▶ **To do**
Return the lines below that carry the word "rough".

(Stored records)
====================

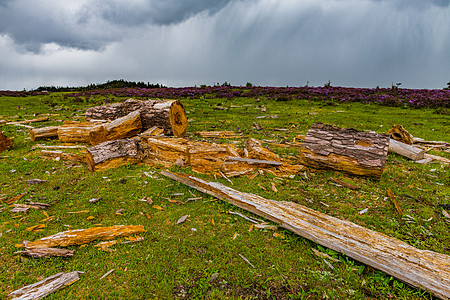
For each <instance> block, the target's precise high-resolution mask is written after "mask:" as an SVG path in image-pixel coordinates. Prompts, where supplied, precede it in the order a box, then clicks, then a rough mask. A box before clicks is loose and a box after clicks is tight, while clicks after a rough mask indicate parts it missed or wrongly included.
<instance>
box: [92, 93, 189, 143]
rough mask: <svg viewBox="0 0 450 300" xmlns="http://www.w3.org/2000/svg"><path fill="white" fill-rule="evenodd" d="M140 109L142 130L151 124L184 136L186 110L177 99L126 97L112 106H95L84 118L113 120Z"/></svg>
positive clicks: (176, 133) (171, 133)
mask: <svg viewBox="0 0 450 300" xmlns="http://www.w3.org/2000/svg"><path fill="white" fill-rule="evenodd" d="M137 110H139V111H140V115H141V123H142V128H143V130H147V129H149V128H151V127H153V126H157V127H159V128H162V129H164V133H165V134H167V135H172V134H173V135H175V136H177V137H181V136H184V135H185V133H186V129H187V118H186V112H185V110H184V107H183V105H182V104H181V103H180V102H179V101H178V100H168V101H156V100H146V101H140V100H136V99H128V100H126V101H125V102H123V103H117V104H114V105H113V106H97V107H92V108H89V109H88V110H87V111H86V120H95V119H101V120H107V119H109V120H115V119H118V118H121V117H124V116H125V115H127V114H129V113H131V112H134V111H137Z"/></svg>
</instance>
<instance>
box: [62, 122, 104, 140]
mask: <svg viewBox="0 0 450 300" xmlns="http://www.w3.org/2000/svg"><path fill="white" fill-rule="evenodd" d="M102 128H103V125H101V124H93V123H91V122H72V121H66V122H64V124H63V125H61V126H59V127H58V137H59V140H60V141H61V142H66V143H91V137H90V133H91V131H95V132H101V131H102Z"/></svg>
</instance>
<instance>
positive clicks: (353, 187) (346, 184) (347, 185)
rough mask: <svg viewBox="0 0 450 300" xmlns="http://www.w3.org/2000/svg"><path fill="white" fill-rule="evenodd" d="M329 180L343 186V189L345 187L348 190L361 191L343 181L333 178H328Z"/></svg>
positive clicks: (341, 180) (355, 187)
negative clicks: (342, 185) (343, 187)
mask: <svg viewBox="0 0 450 300" xmlns="http://www.w3.org/2000/svg"><path fill="white" fill-rule="evenodd" d="M330 180H331V181H333V182H334V183H337V184H340V185H343V186H345V187H347V188H349V189H352V190H359V189H361V188H360V187H359V186H355V185H353V184H350V183H347V182H345V181H342V180H340V179H337V178H334V177H330Z"/></svg>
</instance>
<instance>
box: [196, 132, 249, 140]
mask: <svg viewBox="0 0 450 300" xmlns="http://www.w3.org/2000/svg"><path fill="white" fill-rule="evenodd" d="M195 134H196V135H198V136H200V137H203V138H220V139H230V138H241V136H240V135H237V134H236V133H235V132H234V131H197V132H195Z"/></svg>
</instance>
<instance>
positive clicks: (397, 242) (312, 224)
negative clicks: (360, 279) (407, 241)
mask: <svg viewBox="0 0 450 300" xmlns="http://www.w3.org/2000/svg"><path fill="white" fill-rule="evenodd" d="M161 174H162V175H164V176H167V177H169V178H171V179H173V180H176V181H179V182H182V183H184V184H185V185H188V186H190V187H192V188H194V189H197V190H199V191H201V192H203V193H206V194H209V195H212V196H214V197H217V198H219V199H222V200H224V201H228V202H230V203H232V204H234V205H236V206H238V207H240V208H242V209H244V210H247V211H250V212H252V213H255V214H257V215H259V216H261V217H264V218H267V219H269V220H271V221H273V222H276V223H279V224H280V226H281V227H283V228H285V229H288V230H290V231H292V232H294V233H296V234H298V235H300V236H302V237H304V238H307V239H309V240H312V241H314V242H316V243H318V244H320V245H323V246H325V247H328V248H330V249H333V250H335V251H337V252H340V253H343V254H345V255H347V256H349V257H351V258H353V259H355V260H358V261H360V262H362V263H364V264H366V265H369V266H371V267H373V268H375V269H379V270H381V271H383V272H385V273H387V274H389V275H391V276H394V277H396V278H398V279H399V280H401V281H403V282H406V283H408V284H410V285H412V286H414V287H416V288H419V289H421V290H425V291H428V292H430V293H431V294H433V295H434V296H436V297H439V298H441V299H449V298H450V256H448V255H445V254H442V253H437V252H433V251H428V250H421V249H417V248H415V247H413V246H411V245H409V244H407V243H405V242H402V241H400V240H398V239H395V238H393V237H390V236H387V235H385V234H382V233H379V232H376V231H373V230H370V229H367V228H365V227H362V226H359V225H357V224H354V223H352V222H349V221H345V220H340V219H337V218H334V217H331V216H328V215H326V214H323V213H320V212H317V211H314V210H312V209H310V208H307V207H305V206H303V205H300V204H297V203H293V202H286V201H275V200H269V199H265V198H262V197H260V196H257V195H253V194H248V193H242V192H239V191H236V190H234V189H231V188H229V187H227V186H225V185H223V184H220V183H218V182H210V181H207V180H204V179H199V178H196V177H194V176H192V175H188V174H174V173H171V172H169V171H163V172H161Z"/></svg>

====================

▶ **Reply to the task**
For each <instance> block, the target's precise high-resolution mask is written after "mask:" as an SVG path in image-pixel coordinates. Prompts, where supplied, precede it in the order a box, then clicks, then a rough mask. A box before clicks is loose and a box after clicks is tight, while clicks after a rough mask indicate parts it missed or wrongly included.
rough mask: <svg viewBox="0 0 450 300" xmlns="http://www.w3.org/2000/svg"><path fill="white" fill-rule="evenodd" d="M140 109L142 130L151 124L184 136L186 110L177 99L126 97L112 106H95L84 118L113 120Z"/></svg>
rough mask: <svg viewBox="0 0 450 300" xmlns="http://www.w3.org/2000/svg"><path fill="white" fill-rule="evenodd" d="M329 180L343 186V189L345 187L348 190L361 191L343 181L333 178H328Z"/></svg>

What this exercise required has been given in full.